#### GIVEN REQUEST:
Format the part of the rows below that opens with the line containing "blurred background --all-instances" and closes with the line containing "8), (254, 0)]" as a Markdown table. Use the columns No. (the row number) and Line (the line itself), and leave out any blank lines.

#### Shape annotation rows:
+++++
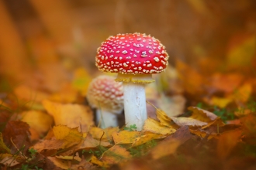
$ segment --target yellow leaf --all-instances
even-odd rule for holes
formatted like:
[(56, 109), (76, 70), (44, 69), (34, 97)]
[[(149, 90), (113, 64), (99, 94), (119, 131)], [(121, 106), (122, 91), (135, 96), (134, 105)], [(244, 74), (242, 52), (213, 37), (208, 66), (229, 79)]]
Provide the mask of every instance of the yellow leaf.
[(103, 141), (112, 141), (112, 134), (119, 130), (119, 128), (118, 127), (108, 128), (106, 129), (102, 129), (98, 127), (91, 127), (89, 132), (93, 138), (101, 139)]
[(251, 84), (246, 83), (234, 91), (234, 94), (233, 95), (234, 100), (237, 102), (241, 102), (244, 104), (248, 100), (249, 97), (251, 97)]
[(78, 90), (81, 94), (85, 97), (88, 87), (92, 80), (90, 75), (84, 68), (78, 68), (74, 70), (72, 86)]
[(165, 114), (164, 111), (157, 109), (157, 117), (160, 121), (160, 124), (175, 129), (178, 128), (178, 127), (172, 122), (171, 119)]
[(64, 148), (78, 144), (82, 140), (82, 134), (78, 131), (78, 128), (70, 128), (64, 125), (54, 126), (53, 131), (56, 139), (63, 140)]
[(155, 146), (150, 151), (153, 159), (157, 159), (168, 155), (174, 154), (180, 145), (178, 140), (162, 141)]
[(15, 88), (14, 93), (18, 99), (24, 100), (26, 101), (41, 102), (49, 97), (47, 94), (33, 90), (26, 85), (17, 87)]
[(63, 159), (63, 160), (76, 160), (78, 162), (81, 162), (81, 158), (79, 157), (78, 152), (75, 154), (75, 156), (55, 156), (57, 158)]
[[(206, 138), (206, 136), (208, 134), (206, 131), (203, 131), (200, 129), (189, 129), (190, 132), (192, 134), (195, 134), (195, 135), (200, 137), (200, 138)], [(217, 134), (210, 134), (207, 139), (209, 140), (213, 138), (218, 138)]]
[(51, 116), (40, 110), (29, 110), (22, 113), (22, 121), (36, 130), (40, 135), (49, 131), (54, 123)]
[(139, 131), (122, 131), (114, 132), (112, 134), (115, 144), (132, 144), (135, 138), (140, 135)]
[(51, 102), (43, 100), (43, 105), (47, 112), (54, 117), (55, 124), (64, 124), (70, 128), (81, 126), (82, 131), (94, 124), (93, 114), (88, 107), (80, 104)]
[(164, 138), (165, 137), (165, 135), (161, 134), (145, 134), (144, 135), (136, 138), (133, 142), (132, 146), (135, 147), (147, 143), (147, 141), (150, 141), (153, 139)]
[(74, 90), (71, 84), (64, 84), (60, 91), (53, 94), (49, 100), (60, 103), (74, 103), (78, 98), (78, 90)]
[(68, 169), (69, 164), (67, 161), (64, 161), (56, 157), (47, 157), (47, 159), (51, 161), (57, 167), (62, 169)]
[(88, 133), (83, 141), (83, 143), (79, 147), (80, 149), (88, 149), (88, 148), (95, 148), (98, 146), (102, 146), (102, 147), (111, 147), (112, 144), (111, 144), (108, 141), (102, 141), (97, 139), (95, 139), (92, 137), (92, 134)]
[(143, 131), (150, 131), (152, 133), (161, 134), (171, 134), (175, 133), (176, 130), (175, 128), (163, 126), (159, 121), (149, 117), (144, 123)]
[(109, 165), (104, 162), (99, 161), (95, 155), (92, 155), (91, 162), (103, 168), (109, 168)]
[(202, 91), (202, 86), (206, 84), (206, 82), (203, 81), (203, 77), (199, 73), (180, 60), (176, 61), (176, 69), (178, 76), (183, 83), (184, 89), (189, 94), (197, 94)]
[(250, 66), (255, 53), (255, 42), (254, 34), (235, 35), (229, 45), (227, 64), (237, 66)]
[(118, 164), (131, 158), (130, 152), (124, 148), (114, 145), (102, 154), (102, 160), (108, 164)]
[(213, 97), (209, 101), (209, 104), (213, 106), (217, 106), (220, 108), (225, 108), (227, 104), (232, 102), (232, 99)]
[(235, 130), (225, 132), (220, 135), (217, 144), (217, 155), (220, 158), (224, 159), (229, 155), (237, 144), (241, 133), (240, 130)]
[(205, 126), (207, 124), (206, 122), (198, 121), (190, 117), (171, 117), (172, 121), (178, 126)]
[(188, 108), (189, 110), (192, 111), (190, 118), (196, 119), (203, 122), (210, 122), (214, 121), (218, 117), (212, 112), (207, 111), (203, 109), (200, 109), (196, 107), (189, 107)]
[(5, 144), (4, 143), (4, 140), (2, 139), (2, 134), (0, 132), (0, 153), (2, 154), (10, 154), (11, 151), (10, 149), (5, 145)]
+++++
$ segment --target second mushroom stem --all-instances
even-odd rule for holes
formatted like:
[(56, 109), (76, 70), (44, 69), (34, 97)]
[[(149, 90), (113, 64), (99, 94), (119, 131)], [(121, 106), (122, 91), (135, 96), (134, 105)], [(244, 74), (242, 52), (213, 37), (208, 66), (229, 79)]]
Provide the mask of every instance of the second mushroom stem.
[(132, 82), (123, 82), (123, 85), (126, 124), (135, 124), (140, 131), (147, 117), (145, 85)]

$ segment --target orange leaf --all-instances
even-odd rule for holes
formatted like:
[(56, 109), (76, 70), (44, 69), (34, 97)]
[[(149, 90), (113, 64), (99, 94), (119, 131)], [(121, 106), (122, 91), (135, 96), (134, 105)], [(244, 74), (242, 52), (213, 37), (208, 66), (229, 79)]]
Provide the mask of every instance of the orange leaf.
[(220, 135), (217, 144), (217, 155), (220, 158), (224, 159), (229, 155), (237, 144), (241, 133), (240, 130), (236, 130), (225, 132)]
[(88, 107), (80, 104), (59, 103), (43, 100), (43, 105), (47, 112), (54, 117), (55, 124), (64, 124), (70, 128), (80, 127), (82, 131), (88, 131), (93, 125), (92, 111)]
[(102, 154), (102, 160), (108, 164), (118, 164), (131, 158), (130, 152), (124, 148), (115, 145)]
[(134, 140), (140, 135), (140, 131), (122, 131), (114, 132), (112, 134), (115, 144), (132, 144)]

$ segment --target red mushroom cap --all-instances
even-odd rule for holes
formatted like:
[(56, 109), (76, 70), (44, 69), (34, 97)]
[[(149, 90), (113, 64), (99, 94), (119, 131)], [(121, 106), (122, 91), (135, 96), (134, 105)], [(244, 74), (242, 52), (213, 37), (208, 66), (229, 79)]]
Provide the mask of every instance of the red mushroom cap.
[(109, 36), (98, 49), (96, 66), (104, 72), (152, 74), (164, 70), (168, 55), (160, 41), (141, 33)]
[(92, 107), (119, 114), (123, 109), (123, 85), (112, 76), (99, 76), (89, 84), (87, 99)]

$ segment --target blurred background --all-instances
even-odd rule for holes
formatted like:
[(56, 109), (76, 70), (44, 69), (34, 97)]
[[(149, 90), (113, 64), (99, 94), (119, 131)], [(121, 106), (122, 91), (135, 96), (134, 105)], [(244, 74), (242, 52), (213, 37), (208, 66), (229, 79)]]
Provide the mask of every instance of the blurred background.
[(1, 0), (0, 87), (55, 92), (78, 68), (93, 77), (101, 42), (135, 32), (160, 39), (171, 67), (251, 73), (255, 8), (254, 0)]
+++++
#### OUTPUT:
| No. | Line |
|---|---|
| 1 | $ segment --target blurred background --all-instances |
| 2 | even-odd rule for holes |
| 3 | formatted like: |
| 4 | [(56, 109), (76, 70), (44, 69), (34, 97)] |
| 5 | [[(149, 90), (113, 64), (99, 94), (119, 131)], [(121, 106), (122, 91), (135, 96), (134, 105)], [(244, 74), (242, 52), (213, 37), (208, 66), (229, 79)]] |
| 6 | Provide the mask of every instance of the blurred background. |
| 7 | [(1, 0), (0, 87), (55, 92), (78, 68), (93, 77), (101, 42), (135, 32), (160, 39), (171, 67), (251, 73), (255, 8), (254, 0)] |